◆ DIRECTION
Return each line of the data below that contains the word "green". Case counts.

* BEGIN *

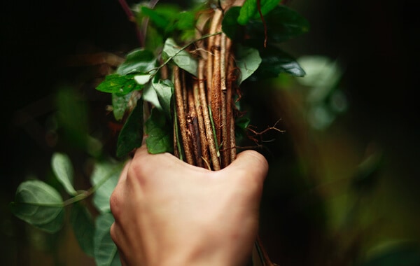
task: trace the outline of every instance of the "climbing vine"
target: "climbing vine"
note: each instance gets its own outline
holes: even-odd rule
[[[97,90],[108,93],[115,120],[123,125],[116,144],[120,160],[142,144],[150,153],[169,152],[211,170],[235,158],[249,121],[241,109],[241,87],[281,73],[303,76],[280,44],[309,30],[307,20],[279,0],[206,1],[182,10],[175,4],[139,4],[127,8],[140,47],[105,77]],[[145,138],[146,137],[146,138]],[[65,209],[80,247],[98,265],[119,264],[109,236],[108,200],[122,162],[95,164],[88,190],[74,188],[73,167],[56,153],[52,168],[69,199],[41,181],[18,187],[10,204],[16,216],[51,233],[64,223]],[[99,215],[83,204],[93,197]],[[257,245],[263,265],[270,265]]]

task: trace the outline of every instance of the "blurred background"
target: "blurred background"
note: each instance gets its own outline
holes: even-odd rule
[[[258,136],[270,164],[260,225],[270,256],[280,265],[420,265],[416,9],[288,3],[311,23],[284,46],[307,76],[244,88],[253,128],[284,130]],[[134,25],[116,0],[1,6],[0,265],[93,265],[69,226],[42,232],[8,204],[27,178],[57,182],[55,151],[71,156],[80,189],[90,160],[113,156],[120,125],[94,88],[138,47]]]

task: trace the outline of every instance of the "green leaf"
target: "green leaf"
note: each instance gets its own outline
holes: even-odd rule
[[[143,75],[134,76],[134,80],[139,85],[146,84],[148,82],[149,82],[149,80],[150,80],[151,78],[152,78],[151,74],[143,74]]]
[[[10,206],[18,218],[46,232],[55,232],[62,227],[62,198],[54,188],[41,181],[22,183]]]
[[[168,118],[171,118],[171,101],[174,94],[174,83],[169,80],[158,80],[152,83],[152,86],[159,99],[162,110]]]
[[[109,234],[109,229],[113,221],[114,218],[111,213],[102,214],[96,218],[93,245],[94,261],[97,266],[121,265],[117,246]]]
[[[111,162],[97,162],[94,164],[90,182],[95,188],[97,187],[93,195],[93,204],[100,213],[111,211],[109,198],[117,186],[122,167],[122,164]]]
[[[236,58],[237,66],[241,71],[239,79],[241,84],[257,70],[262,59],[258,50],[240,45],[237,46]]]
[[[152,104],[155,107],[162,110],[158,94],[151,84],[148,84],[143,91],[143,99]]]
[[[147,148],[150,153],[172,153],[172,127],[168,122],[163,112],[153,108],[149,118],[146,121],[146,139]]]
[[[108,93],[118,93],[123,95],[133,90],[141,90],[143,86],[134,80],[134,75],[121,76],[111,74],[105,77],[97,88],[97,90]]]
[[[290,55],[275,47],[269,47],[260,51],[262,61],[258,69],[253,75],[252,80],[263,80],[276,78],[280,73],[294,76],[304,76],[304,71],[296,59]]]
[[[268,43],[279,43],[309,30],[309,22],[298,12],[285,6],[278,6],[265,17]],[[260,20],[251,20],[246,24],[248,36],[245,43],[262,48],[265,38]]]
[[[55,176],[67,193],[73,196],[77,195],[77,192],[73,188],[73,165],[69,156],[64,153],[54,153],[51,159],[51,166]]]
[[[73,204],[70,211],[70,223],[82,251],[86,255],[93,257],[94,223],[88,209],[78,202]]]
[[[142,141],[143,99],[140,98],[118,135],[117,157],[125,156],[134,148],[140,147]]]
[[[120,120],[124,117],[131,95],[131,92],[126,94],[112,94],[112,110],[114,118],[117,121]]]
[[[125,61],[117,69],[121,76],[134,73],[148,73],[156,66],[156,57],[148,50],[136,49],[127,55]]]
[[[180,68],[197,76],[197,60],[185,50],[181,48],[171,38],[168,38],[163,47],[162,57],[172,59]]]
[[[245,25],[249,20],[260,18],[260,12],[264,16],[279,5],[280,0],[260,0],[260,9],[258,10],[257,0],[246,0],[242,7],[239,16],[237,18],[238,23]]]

* END *
* BEGIN *

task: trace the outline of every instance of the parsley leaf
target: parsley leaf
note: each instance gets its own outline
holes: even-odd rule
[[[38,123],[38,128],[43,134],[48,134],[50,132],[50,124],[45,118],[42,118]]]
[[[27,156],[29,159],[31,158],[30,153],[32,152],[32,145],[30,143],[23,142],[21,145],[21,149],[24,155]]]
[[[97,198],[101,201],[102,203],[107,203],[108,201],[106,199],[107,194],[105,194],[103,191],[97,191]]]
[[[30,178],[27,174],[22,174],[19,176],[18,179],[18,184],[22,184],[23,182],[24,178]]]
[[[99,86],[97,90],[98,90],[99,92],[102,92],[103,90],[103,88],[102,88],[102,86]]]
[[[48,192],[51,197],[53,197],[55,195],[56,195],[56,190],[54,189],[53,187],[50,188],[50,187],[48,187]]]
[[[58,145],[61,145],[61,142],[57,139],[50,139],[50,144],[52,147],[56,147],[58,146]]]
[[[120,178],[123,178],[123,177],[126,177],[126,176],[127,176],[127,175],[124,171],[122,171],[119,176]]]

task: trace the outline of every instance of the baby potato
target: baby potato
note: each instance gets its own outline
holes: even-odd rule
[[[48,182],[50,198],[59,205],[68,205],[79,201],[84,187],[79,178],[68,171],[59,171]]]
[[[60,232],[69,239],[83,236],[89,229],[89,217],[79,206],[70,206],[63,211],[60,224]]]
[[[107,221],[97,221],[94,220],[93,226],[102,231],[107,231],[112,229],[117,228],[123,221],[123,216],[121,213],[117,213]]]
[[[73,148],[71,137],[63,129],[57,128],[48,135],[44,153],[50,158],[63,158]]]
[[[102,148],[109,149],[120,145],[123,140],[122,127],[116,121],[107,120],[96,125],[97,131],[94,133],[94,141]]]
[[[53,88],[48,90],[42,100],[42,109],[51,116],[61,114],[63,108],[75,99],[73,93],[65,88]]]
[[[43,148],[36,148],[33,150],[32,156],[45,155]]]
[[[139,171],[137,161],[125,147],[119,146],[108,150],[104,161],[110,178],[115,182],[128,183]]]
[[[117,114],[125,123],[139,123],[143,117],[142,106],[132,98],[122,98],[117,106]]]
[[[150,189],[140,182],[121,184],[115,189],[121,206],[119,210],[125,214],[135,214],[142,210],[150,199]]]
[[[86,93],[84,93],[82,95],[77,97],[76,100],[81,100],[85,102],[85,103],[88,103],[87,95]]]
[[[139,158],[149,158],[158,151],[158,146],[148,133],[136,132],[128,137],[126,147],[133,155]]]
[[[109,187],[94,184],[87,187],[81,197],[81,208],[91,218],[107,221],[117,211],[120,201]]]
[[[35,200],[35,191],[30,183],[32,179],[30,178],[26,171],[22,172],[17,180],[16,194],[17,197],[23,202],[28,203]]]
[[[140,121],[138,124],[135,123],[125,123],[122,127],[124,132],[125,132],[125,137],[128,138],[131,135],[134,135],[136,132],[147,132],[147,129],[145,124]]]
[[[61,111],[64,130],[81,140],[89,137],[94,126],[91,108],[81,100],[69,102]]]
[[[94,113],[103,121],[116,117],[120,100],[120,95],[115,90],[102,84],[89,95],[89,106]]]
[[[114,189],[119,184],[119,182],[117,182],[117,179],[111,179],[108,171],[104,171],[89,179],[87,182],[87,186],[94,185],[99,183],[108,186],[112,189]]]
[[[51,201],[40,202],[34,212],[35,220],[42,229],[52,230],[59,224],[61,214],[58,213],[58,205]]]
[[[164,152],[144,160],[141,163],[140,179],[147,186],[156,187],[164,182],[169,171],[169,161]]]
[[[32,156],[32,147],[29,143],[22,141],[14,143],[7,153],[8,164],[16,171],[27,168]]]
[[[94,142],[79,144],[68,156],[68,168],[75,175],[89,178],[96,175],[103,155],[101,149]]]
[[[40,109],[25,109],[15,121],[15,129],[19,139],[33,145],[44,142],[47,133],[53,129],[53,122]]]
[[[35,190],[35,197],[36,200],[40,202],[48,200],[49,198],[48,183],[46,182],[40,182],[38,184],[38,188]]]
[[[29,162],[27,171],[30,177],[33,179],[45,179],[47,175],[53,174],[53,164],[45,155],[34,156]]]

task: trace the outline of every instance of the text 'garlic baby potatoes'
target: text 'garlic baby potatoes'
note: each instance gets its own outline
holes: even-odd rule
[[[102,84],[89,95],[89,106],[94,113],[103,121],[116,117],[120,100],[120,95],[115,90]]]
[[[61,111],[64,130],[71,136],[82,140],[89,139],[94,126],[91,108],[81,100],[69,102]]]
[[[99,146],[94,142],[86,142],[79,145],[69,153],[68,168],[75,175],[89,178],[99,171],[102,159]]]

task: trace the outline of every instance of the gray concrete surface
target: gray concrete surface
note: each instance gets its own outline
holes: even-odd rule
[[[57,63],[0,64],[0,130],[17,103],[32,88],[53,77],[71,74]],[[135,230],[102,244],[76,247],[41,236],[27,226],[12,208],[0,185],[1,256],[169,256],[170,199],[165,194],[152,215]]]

* END *

◆ FULL SOLUTION
task: trace the outline of every instance of the "green leaf"
target: "green leaf"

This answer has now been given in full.